Norbert Michelisz (born 8 August 1984) is a Hungarian auto racing driver and the 2019 winner of the World Touring Car Cup.

Career

Early career 
Michelisz was the 2006 Hungarian Suzuki Swift Cup champion, and in 2007 he won the Hungarian Renault Clio Cup.

In 2008 he competed in the Hungarian SEAT León Supercup, where he finished as runner-up. He drove in the SEAT León Eurocup, winning one race at Monza, and finishing 14th overall. The win in the SEAT León Eurocup led to a drive in the FIA World Touring Car Championship, competing in two rounds at Okayama for the SEAT backed SUNRED Engineering team. After retiring in race one, he finished sixteenth in the second race.

In 2009 he was the best scorer in the León Eurocup round at Porto, winning WTCC participation at Brands Hatch. He went on to win the León Eurocup title in September. This won him a drive for SEAT Sport in a SEAT León TDI at the 2009 European Touring Car Cup. He scored pole position and won the first race, but finished the second race in fifth, meaning he finished third in the overall standings, behind established touring car drivers James Thompson and Franz Engstler.

2010-2017: World Touring Car Championship (WTCC) 

In 2010 he completed his first full season with SEAT León TDI in Zengő-Dension Team. He gained his first podium at Okayama in Race 1 after disqualification of Andy Priaulx and Augusto Farfus. Last race of the season he won his maiden victory in WTCC at Macau. He finished 9th in the championship with 104 points. He won the Rookie Challenge in that year.

* * * * * * *

> CHALLENGE 1
From the listing, extract everything from the line that contains "Tag man's hand" down to the line that contains "220, 234, 251, 286", copying those lines unchanged.

> Data extracted from a collection
* * * * * * *

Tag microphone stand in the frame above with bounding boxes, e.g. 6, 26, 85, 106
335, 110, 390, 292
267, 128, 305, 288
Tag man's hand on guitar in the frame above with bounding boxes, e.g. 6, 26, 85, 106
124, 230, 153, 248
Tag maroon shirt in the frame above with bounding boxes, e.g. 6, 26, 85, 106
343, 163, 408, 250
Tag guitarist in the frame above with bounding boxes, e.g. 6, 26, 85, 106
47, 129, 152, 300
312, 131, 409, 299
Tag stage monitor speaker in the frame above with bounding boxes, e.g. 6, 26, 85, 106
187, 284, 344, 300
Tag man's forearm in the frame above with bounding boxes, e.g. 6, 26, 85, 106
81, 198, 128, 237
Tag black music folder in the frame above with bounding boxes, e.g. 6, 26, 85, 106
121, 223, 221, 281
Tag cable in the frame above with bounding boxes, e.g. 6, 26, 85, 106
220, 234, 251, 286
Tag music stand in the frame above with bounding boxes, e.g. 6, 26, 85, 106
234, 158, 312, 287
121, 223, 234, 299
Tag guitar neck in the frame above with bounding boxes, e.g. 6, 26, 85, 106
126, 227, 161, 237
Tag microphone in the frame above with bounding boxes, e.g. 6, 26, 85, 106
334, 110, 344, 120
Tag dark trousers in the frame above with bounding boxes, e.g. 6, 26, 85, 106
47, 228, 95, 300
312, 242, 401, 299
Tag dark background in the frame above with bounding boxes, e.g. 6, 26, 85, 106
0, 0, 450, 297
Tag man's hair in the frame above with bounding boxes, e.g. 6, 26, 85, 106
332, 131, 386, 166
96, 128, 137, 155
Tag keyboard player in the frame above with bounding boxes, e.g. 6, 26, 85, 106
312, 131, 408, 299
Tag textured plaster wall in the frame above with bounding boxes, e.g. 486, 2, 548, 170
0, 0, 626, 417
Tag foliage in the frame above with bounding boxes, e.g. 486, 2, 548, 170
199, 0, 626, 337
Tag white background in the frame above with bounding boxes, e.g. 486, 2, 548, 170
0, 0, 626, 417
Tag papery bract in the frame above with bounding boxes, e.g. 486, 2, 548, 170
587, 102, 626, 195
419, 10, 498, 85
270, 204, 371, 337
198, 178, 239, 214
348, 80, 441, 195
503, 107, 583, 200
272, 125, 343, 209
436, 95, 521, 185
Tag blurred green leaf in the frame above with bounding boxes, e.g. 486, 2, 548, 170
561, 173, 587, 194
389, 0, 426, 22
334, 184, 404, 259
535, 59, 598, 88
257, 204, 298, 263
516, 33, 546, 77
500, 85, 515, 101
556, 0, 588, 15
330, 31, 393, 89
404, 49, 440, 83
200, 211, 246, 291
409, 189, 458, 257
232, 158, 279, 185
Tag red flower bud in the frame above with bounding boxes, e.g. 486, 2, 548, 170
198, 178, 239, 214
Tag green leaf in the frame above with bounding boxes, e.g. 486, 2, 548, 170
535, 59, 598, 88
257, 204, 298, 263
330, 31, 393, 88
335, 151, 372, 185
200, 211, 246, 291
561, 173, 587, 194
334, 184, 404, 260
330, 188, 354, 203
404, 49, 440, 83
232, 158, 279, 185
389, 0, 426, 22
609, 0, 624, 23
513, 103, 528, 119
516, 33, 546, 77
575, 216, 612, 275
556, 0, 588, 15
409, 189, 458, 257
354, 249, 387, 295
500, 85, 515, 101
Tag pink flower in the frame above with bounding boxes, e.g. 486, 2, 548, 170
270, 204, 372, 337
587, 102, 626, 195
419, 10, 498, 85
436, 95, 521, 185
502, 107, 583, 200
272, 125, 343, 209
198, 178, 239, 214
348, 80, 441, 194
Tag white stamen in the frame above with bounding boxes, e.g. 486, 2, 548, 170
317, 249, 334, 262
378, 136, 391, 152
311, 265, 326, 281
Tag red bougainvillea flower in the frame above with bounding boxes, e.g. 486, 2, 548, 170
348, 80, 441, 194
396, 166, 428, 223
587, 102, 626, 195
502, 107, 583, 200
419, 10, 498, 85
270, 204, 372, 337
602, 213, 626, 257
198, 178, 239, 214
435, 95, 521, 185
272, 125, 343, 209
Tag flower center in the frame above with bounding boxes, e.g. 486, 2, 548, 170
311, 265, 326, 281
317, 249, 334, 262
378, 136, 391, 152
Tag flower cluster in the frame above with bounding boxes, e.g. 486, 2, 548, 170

* * * * * * *

> CHALLENGE 2
According to the text about Norbert Michelisz, why did he end up third overall at the 2009 European Touring Car Cup?

> FULL SOLUTION 1
Tag man's hand on guitar in the frame above with bounding boxes, e.g. 6, 26, 85, 106
124, 230, 153, 248
Tag maroon shirt in the frame above with bounding boxes, e.g. 6, 26, 85, 106
343, 163, 408, 250
Tag guitarist in the frame above with bounding boxes, e.g. 6, 26, 85, 106
47, 129, 152, 300
312, 131, 409, 299
Tag stage monitor speaker in the frame above with bounding boxes, e.g. 6, 26, 85, 106
187, 284, 344, 300
Tag man's forearm in the frame above with bounding boxes, e.g. 6, 26, 85, 106
81, 198, 128, 237
Tag black music folder in the frame above with bounding boxes, e.g. 6, 26, 85, 106
121, 223, 221, 281
Tag cable in the frame above with bounding boxes, e.g. 6, 26, 85, 106
220, 234, 251, 286

> FULL SOLUTION 2
He took pole position and won the first race but finished fifth in the second race. That result left him third in the overall standings, behind James Thompson and Franz Engstler.